+++ LISTED RECORDS +++
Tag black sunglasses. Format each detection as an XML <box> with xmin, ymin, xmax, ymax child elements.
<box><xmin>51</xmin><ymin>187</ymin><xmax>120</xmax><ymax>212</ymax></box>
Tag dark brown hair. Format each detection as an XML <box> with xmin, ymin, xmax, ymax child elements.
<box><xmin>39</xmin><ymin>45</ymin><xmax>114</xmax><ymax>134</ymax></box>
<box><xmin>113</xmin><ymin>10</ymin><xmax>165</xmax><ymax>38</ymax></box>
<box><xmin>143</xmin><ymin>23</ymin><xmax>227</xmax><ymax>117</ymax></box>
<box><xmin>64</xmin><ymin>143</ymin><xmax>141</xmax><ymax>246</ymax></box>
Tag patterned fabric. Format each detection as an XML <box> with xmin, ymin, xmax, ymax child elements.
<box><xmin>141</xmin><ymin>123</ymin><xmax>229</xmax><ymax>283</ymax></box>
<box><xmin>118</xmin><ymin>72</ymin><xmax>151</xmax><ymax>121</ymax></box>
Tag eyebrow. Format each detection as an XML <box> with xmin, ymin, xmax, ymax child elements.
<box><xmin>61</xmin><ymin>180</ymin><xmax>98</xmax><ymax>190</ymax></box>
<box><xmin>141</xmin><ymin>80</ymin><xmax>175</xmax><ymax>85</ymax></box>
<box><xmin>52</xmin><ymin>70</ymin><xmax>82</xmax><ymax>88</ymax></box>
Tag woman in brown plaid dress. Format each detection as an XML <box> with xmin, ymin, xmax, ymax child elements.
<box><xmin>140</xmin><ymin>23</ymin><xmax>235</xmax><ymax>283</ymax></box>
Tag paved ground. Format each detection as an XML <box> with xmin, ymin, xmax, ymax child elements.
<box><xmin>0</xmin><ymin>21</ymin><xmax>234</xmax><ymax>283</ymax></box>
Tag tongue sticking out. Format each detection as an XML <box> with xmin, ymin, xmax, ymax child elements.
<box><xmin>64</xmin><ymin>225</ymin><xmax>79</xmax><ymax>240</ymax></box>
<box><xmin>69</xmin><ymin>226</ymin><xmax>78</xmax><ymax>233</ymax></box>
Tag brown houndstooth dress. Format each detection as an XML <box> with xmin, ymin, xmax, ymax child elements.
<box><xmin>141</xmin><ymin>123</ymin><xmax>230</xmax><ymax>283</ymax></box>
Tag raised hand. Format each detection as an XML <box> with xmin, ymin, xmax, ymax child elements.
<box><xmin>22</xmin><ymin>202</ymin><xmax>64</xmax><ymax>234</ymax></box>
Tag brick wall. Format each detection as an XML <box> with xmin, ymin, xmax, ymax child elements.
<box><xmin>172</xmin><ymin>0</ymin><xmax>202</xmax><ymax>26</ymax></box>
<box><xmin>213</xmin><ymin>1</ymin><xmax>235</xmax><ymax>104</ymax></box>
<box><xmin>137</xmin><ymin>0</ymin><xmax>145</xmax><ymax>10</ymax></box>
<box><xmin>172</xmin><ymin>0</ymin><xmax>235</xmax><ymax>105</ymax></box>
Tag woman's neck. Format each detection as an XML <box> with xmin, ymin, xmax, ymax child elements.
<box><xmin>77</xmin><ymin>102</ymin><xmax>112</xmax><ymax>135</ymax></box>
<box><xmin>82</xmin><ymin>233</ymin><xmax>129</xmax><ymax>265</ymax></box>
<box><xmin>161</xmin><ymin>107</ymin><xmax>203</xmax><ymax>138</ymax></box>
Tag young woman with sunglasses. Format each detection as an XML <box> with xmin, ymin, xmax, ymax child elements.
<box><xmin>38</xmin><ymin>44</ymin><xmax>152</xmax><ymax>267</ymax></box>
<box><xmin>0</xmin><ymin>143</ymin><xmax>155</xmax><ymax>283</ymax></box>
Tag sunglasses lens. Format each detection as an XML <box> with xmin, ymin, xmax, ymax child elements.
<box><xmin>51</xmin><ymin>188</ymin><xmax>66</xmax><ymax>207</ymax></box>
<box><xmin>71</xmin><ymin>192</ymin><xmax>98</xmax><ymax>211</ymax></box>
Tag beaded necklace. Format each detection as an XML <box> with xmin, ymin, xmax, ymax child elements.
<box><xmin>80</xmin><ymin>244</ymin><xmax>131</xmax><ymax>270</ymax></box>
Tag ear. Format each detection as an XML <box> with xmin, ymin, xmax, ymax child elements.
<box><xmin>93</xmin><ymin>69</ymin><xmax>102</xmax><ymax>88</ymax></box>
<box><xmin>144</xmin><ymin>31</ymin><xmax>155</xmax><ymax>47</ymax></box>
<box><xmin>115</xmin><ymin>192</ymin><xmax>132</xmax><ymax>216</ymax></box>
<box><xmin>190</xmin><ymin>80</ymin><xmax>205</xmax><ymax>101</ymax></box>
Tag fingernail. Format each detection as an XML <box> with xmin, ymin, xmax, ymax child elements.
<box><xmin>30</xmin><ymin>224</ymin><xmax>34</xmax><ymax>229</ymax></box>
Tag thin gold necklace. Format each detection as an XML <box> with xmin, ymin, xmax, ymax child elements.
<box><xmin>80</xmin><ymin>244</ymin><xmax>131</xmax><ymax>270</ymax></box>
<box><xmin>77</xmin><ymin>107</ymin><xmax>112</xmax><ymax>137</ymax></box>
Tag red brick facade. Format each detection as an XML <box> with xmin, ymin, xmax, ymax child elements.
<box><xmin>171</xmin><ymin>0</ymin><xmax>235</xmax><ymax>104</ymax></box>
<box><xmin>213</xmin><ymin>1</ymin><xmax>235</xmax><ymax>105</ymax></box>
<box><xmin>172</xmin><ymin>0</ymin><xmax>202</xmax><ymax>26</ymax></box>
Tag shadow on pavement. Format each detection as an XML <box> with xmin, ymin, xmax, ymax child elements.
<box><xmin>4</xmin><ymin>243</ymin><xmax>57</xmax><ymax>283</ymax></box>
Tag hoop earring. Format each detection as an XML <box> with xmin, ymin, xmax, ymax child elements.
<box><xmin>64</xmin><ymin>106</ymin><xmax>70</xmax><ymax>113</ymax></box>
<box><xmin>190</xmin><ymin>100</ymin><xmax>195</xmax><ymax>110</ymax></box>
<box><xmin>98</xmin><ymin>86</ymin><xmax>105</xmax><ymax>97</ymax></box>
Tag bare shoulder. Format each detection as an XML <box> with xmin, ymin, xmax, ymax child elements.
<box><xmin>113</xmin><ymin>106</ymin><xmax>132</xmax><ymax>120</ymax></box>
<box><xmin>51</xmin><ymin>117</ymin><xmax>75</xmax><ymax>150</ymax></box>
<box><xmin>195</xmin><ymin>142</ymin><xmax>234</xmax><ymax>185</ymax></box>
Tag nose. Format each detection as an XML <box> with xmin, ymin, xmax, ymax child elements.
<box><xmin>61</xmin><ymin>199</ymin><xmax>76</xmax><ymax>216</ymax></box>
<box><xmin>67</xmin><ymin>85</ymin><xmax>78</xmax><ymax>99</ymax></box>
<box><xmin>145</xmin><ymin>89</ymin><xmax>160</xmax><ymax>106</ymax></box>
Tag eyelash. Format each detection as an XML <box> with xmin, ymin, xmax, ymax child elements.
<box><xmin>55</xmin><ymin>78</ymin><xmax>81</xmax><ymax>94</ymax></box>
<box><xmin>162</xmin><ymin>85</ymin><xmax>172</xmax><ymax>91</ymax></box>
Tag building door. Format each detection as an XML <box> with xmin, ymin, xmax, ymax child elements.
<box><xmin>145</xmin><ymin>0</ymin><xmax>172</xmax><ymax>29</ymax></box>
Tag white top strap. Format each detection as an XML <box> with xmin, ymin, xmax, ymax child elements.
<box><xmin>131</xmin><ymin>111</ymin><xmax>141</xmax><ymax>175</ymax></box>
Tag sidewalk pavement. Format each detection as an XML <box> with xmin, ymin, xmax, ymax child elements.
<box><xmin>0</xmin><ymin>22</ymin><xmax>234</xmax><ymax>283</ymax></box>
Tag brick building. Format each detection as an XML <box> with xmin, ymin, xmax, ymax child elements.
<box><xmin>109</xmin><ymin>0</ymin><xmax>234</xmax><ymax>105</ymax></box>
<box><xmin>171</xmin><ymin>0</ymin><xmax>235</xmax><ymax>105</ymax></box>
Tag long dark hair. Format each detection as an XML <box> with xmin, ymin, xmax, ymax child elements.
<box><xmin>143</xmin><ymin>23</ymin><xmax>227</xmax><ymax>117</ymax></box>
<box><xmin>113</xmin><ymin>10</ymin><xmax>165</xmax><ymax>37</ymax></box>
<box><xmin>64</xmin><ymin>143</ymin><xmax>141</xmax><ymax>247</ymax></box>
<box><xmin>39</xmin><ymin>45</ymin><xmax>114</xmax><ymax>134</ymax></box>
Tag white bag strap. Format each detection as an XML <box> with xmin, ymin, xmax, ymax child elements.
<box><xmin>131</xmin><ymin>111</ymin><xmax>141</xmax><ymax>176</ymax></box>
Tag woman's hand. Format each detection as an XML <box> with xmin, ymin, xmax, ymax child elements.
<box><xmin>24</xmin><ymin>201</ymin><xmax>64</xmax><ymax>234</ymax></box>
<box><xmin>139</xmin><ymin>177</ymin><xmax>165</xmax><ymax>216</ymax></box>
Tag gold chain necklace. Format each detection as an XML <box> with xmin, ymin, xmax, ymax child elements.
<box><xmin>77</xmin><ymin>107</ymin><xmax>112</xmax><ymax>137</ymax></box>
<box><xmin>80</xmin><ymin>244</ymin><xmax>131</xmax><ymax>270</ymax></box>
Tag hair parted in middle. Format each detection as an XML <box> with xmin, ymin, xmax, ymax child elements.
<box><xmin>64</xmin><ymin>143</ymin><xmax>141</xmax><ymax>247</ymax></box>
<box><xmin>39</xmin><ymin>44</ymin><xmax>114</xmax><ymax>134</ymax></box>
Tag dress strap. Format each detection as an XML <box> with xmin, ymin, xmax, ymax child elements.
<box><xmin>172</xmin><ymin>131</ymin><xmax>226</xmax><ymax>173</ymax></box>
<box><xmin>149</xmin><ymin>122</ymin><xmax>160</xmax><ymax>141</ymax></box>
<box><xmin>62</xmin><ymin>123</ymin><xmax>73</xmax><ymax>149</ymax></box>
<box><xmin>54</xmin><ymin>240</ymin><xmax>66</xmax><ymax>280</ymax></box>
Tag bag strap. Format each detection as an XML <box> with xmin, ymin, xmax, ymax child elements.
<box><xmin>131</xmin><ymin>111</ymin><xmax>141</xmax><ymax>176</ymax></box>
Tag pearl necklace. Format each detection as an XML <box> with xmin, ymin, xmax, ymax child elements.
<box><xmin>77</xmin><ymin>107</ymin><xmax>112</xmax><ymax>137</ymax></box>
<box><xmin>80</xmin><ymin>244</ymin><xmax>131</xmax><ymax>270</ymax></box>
+++
**AIM OF THE EXERCISE**.
From the line with "Tag dress strap." to the final line of the entries above, return every line exactly as written.

**SOLUTION**.
Tag dress strap. Format each detection as an XML <box> with xmin, ymin, xmax, ymax child elements.
<box><xmin>172</xmin><ymin>131</ymin><xmax>226</xmax><ymax>173</ymax></box>
<box><xmin>149</xmin><ymin>122</ymin><xmax>160</xmax><ymax>141</ymax></box>
<box><xmin>62</xmin><ymin>123</ymin><xmax>73</xmax><ymax>149</ymax></box>
<box><xmin>54</xmin><ymin>240</ymin><xmax>66</xmax><ymax>280</ymax></box>
Tag bag strap. Format each detection as an XML <box> with xmin, ymin, xmax, ymax child elements.
<box><xmin>131</xmin><ymin>111</ymin><xmax>141</xmax><ymax>176</ymax></box>
Tag pearl necklace. Format each detection as an XML <box> with xmin, ymin, xmax, ymax child elements.
<box><xmin>77</xmin><ymin>107</ymin><xmax>112</xmax><ymax>137</ymax></box>
<box><xmin>80</xmin><ymin>244</ymin><xmax>131</xmax><ymax>270</ymax></box>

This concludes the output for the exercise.